-- start of Records supplied --
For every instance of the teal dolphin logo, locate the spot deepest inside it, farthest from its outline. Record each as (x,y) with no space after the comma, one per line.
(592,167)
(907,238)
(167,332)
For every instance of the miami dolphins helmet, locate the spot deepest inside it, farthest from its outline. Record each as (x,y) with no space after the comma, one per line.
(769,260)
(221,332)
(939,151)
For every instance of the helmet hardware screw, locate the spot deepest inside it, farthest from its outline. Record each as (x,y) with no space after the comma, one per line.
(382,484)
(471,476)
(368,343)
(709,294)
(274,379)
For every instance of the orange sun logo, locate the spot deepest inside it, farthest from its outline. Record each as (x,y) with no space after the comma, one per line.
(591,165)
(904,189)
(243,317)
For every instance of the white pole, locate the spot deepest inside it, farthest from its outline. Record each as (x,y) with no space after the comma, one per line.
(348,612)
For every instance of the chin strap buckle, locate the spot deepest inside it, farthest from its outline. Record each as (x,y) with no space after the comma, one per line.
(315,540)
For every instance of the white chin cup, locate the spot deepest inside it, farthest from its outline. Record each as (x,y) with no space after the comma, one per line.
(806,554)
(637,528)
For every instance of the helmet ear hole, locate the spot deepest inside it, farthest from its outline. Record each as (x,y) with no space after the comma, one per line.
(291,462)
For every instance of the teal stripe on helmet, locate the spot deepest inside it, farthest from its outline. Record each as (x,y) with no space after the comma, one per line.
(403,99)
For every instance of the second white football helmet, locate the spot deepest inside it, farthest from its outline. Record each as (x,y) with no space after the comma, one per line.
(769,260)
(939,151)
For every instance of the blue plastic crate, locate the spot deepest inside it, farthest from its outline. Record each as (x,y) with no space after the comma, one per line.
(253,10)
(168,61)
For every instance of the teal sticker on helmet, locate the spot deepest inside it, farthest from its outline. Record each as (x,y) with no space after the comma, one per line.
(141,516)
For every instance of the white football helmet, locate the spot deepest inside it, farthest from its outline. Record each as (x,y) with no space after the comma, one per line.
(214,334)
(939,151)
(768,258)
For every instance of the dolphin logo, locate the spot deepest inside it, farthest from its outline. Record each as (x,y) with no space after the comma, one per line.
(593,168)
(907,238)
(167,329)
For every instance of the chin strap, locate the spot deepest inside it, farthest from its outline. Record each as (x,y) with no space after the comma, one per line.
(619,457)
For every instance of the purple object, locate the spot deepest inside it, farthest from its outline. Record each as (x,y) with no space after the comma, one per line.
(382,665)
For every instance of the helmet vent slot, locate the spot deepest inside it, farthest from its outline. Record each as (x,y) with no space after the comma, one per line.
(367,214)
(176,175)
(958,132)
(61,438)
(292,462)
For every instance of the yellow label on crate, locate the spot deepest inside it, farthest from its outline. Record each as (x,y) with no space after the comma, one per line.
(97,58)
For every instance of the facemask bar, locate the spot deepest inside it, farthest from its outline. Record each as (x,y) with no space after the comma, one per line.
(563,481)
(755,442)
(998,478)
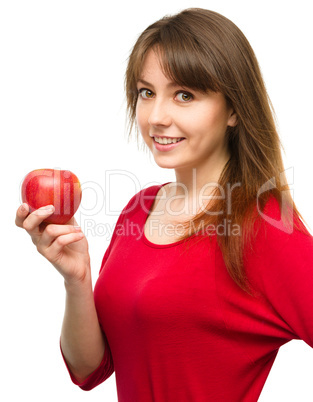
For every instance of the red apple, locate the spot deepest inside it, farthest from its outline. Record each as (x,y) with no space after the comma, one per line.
(60,188)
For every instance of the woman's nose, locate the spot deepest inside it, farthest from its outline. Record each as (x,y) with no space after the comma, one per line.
(160,114)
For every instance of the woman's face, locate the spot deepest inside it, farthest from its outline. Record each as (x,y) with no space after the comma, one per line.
(167,111)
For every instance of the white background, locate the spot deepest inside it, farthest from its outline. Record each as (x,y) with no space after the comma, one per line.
(62,106)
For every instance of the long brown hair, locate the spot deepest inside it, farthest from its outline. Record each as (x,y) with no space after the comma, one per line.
(203,50)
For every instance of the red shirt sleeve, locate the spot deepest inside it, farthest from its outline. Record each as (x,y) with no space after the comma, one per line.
(282,263)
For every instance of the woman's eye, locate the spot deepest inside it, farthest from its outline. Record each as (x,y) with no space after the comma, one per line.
(184,96)
(145,93)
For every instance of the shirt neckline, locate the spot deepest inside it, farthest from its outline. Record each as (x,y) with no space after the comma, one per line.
(144,238)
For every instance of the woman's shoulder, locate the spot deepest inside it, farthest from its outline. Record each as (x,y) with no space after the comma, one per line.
(142,200)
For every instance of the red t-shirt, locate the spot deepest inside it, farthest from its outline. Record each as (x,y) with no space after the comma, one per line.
(177,326)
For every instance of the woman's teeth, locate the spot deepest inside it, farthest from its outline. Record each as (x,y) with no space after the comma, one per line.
(165,141)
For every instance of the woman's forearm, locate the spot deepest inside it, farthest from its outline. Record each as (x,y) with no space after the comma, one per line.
(82,340)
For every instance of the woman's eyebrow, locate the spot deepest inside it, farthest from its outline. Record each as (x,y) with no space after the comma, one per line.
(171,84)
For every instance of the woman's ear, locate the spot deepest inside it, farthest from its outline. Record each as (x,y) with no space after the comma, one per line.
(232,120)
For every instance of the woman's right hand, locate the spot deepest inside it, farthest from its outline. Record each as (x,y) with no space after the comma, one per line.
(65,246)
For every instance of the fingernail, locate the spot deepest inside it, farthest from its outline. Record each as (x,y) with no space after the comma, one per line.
(24,207)
(47,208)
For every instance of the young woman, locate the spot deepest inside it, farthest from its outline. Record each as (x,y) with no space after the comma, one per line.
(205,278)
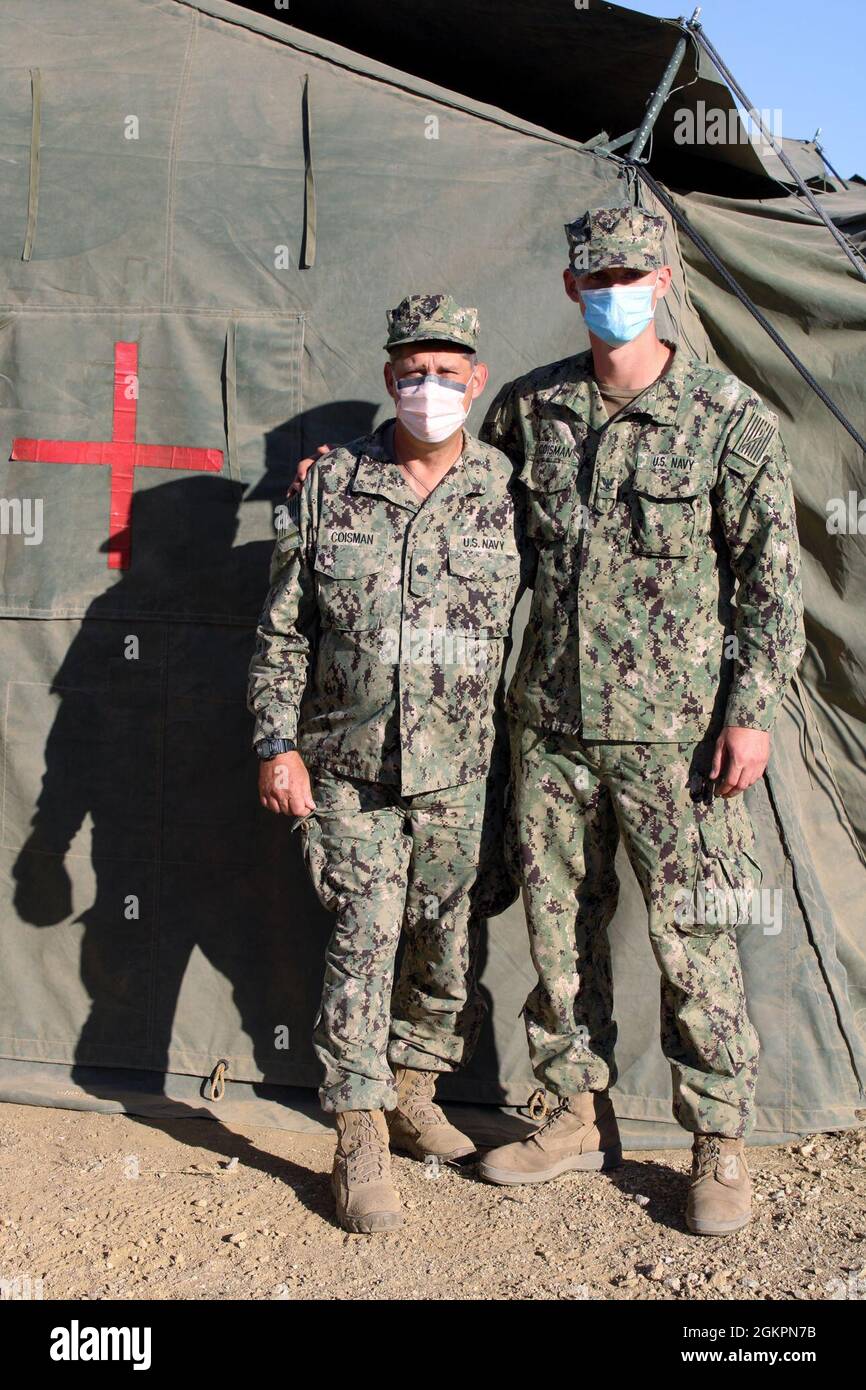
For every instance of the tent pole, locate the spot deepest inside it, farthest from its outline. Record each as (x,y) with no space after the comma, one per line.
(656,102)
(824,160)
(806,192)
(744,299)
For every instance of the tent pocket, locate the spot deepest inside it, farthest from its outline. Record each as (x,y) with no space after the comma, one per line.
(666,506)
(348,583)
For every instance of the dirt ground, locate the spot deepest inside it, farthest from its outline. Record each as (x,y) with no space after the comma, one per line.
(116,1207)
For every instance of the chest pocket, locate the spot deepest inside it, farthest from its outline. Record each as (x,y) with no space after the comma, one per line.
(551,483)
(348,583)
(481,590)
(669,506)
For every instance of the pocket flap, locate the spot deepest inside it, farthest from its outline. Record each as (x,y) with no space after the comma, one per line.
(548,474)
(348,562)
(672,477)
(487,566)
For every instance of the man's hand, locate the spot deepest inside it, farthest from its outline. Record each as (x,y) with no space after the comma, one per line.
(303,467)
(284,786)
(740,759)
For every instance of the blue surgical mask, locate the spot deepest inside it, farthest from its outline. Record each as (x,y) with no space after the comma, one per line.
(620,313)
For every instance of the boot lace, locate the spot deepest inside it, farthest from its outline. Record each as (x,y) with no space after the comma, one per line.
(420,1107)
(706,1154)
(553,1118)
(366,1159)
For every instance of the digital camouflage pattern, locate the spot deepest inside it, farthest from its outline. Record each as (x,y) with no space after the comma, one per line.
-- end of Records supplied --
• Written problem: Keep the pictures out of the copy and return the rest of the data above exactly.

• The response:
For every instance of the teal dolphin logo, locate the spot deepest inside it, farthest from its outline. Record each as (x,y) with no space after the comma, one per line.
(592,167)
(907,238)
(167,332)
For every instance of the miami dolphins helmet, locate the spot deepest inside it, farthest from its outline. Record each as (x,y) with no space after the comma, one per line.
(769,260)
(221,332)
(939,151)
For every instance of the helmet hardware screw, locate the spot deepest inside it, farthest from its outline. Record each as (x,y) with no space after the comma, one per line.
(382,484)
(471,476)
(368,343)
(709,294)
(274,379)
For every instance of the orange sun logo, locate the spot deepest inside it, farthest from its outline. Record each as (x,y) with no space after the comma, one per line.
(591,165)
(904,189)
(243,317)
For every instance of the white pole, locate the spot deepest inside it, farthest from its outline. Record each as (x,y) with no space after the comma, one per line.
(348,612)
For every instance of the chin strap buckle, locate the spot deepest inside it, farthest from its outline. Record each as (x,y) with no space after the comma, one per line.
(315,540)
For every instance of the white chin cup, locate the spot deepest inside it, farthest from its outline. Record each as (x,y) with no space after the comma, one per line.
(806,554)
(637,528)
For every instance of the helmet ear hole, locate the spot deepest inside it, farthest from its outline. Record each as (x,y) with no space after the comma, one per line.
(291,462)
For every instance of the teal stripe on helmet, locate the spot deepest inside it, farthest from its outline. Record each as (x,y) with no space after the comma, one per line.
(403,99)
For every instance of the second white football helmet, locate the spot deepest inside it, farthest from its outline. Record each as (x,y) with no space after the comma, one per line.
(769,260)
(939,151)
For every instance of the blue plastic crate, locate the spot deepest inside it, farthest from its outline. Record each as (x,y) with no space after the comma, one per line.
(253,10)
(168,61)
For every instance of the teal sticker on helmet, locate the spot deepest inside it, farthest from its outline. Record each as (x,y) with no space after the comma, one per line.
(141,516)
For every instance of the white football helmet, locate the spot deepest inside it, farthest from its outline. Record each as (x,y) with no space after the comma, one per line.
(214,334)
(939,151)
(768,258)
For every instance of the dolphin logo, locate the spot deepest inside it, farthest from its outline. Record each as (x,y) with no space after the comma, one per line.
(593,168)
(907,238)
(167,329)
For every instance of the chin strap, locate the spot deepest inside it, farthest from its outline. Record each as (x,y) with no space after the comma, one per line.
(619,457)
For every instance of the purple object, locate the spot deepest inside it, farthest from its outline. Record each as (x,y) with no space after the comma, one per line.
(382,665)
For every instance of the helmet vent slot, locate the spot deepest inside it, farthest from its outline. Record each as (x,y) with no space after the comma, one per line.
(367,214)
(176,175)
(958,132)
(61,438)
(292,462)
For every instance of the yellow label on crate, locate the spot deepest inside it, farthest from its outline. Record each as (x,y) with no space after the comma, one per line.
(97,58)
For every instance of the facemask bar, locate the spot deepest inside it, farthest from its outline. Record each as (x,y) with no space after the comma, one per line.
(563,481)
(755,442)
(998,478)
For every instance of the red apple, locate the spot deepest inside it, farthest from its outline. Record each as (x,y) with no space after the comma, one per line.
(60,188)
For every instance of the woman's nose, locate the spot deepest inside it, farthest from its outline. Record each as (x,y) with no space after the comma, one per line.
(160,114)
For every instance of the woman's face, locate the spot deepest inside it, farthest from its outline. Record each as (x,y) with no space after the comma, one per line.
(167,111)
For every instance of the white background, locate the spot deepest inside it, farthest from its outline. Record each as (x,y) with no space after the comma, one per line.
(62,106)
For every instance of the long brown hair, locate the spot deepest inside it, farthest from its outline. Record each as (x,y) with no space after the comma, one per line.
(203,50)
For every instance of the red shirt sleeve, locate the spot deepest inside it, farthest from its outline. Record each as (x,y) with no space after the comma, one per line.
(282,263)
For every instance of the woman's eye, locate the spot deepest inside it, farthest from its outline. Record each as (x,y) with no space after the comma, one per line.
(184,96)
(145,93)
For every instance of the shirt neckline, locate the spot deepest inside it, farthest from its outline. Record each as (x,y) with no space after the comma, one per line.
(144,238)
For every instance of the woman's shoulder, locate the spot deepest inside it, farthest from its outline. Record each as (x,y) with no space after the comma, one per line.
(142,200)
For every instance of the red t-shirt, locate the spot deepest inside it, farthest from its outline. Record each as (x,y) with no space after the comma, one per line.
(177,326)
For every instance of the woman's teeth, locate the spot deepest inside it, farthest from its outline. Record each as (x,y) with no space after the comma, one per line.
(165,141)
For every instance of the woman's forearm, locate the spot deepest inside it, farthest from its outline. Record each as (x,y) with no space after the comma, one per line.
(82,340)
For every instance of the woman's eyebrow, locate the spot deepest inside it, farthest from its outline. Record each as (x,y) with no space after the comma, one per line.
(171,84)
For every instance of the woman's ear, locate the spot deepest inside it, farthest from its outline. Record each as (x,y) with no space after the comma, one per line.
(232,120)
For every instance of the woman's right hand, locate the spot deepest inside it, farthest from its outline. Record each as (x,y) with no space after the comma, one per line.
(65,246)
For every instance of the fingernail, locate the spot deepest inside it, farthest from its outline. Record each as (x,y) with no space after the comma, one per line.
(24,207)
(47,208)
For every instance of the young woman, locate the spot deepest inside it, farthest from its outline. Record each as (x,y) with no space after the comma, one per line.
(205,278)
For every instance of the tent pole, locate the spot deepest inside it, farthest from its outline. Record each as (x,y) with no space after the comma, one per line.
(656,102)
(824,160)
(806,192)
(744,299)
For every instance of the tent pocket, locate the spot deepest inside it, farthest from its outline. Record each as (x,y) with no space after the comma, one per line.
(666,506)
(348,583)
For every instance of the dirt ground, locate the spot deepest inside it, farthest from its outline. Record each as (x,y) with no space after the comma, one per line.
(116,1207)
For every instance of the chest pocket, locate the spot deepest inside it, farthest from its outline. Record each as (x,y) with no space after the comma, one per line.
(551,483)
(348,583)
(481,590)
(669,506)
For every instance of the pocket flap, locate the spot deepest inside it, farthest from its outline. Record each as (x,y) with no space after the comma, one per line.
(548,474)
(348,562)
(672,477)
(487,566)
For every instance of the man's hand, locate the spot deepest inside it, farthest from its outline. Record each as (x,y) with no space after the comma, one per line.
(303,467)
(284,786)
(740,759)
For every instance of the blue surgical mask, locate the spot deepest inside it, farthest from its outline. Record each as (x,y) with no space after the comma, one per line.
(620,313)
For every instance of the boot lace, locate the spot deepest inside it, farthest from its outline. Record each as (x,y) with no space after the comma, one per line.
(420,1107)
(706,1154)
(553,1118)
(366,1159)
For every instance of the digital camouflage pattern, locate the spot deepest inside it, farthest from its outline. Record each as (x,y) with no space after the comma, one per line.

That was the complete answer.